_Texte à lire_

---

OVNI soit... qui mal y pense

Soit dit en passant
par  G. LAFONT
Publication : février 1982
Mise en ligne : 22 décembre 2008

UN lecteur de « La Grande Relève », M. Clause, ayant pris connaissance d’un de mes récents articles dans lequel il est question des extra-terrestes, ces objets volants plus ou moins identifiés, et qui n’a pas pris la chose à la rigolade, m’écrit pour me révéler que les extra-terrestres, quoiqu’en pensent les incrédules, existent, et qu’eux seuls détiennent la solution de tous les problèmes posés par les foudroyants progrès des sciences et des techniques à notre monde en pleine mutation. Problèmes sur lesquels les grosses têtes qui nous gouvernent passent d’interminables nuits blanches.
J’avoue que pour n’en avoir jamais vu ni de près, ni de loin, sinon au cinéma, je n’y croyais guère jusqu’à ce jour, à ces êtres fabuleux dont tout le monde parle sans savoir, pas plus qu’à Croque-mitaine, au Père Noël, à la mère Michel, au serpent de mer, au monstre du Loch-Ness, et autres êtres imaginaires qui ont bercé nos rêves d’enfants.

---

_Données affichées_
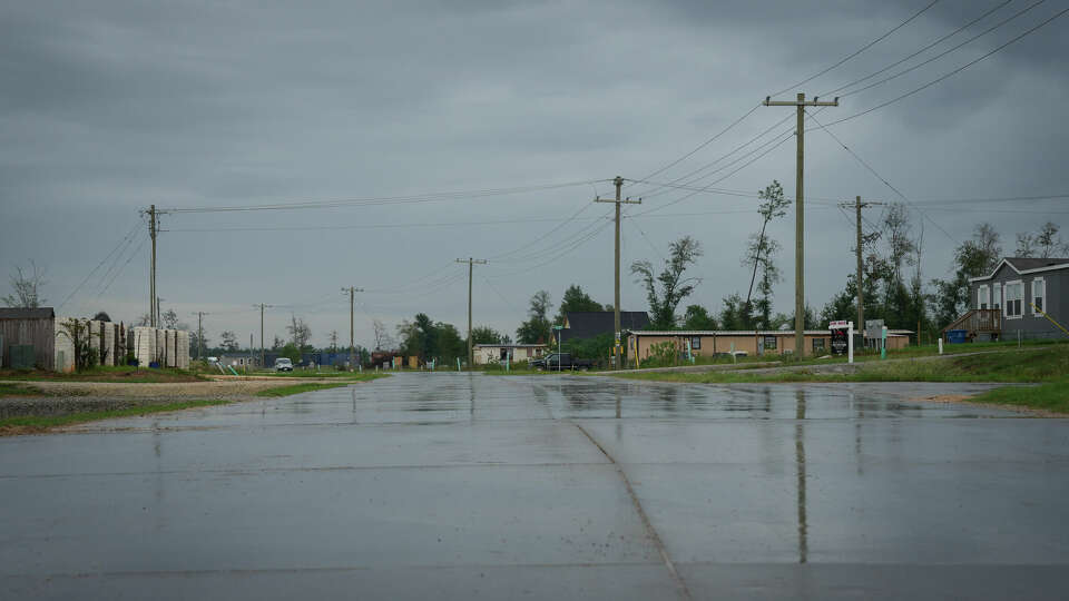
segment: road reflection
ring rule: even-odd
[[[798,474],[798,563],[805,563],[810,553],[810,526],[805,518],[805,390],[796,390],[794,397],[794,461]]]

---

_Consigne écrite_
Dans le texte à lire ci-dessus, quel est le nom du lecteur de « La Grande Relève » qui a écrit à l'auteur ?

_Exercice terminé_
Ce lecteur s'appelle M. Clause.